SHORT TASK - Transcribe all of the data exactly. Omit the pictures.

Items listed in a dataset

***

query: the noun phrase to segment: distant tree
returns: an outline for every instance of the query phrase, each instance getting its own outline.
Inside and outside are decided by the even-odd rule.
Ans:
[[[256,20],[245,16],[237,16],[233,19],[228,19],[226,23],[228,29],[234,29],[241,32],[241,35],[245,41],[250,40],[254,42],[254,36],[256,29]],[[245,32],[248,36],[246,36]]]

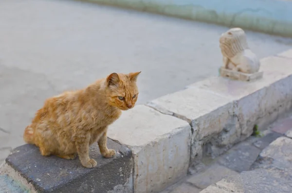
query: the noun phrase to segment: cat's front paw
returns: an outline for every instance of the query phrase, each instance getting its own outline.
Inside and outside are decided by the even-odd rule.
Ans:
[[[82,165],[88,168],[91,168],[94,167],[97,165],[97,162],[93,159],[90,159],[89,161],[85,163],[81,162]]]
[[[115,151],[113,149],[109,149],[109,151],[106,153],[104,155],[103,155],[103,157],[107,158],[112,158],[113,156],[115,155]]]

***

COMPLETE OUTPUT -
query: the noun phrase to segment: distant tree
returns: an outline for every instance of the query phrase, each instance getting its own outline.
Inside and outside are decided by the even-odd rule.
Ans:
[[[256,20],[245,16],[237,16],[233,19],[228,19],[226,23],[228,29],[234,29],[241,32],[241,35],[245,41],[250,40],[254,42],[254,36],[256,29]],[[245,32],[248,36],[246,36]]]

query: the noun phrase to segment: cat's front paw
returns: an outline for every instance of the query phrase, each instance getting its own outline.
Inside and outside are decided by the even-odd rule.
Ans:
[[[82,165],[88,168],[91,168],[94,167],[97,165],[97,162],[93,159],[90,159],[89,161],[85,163],[81,162]]]
[[[115,151],[113,149],[109,149],[109,151],[106,153],[104,155],[103,155],[103,157],[107,158],[112,158],[113,156],[115,155]]]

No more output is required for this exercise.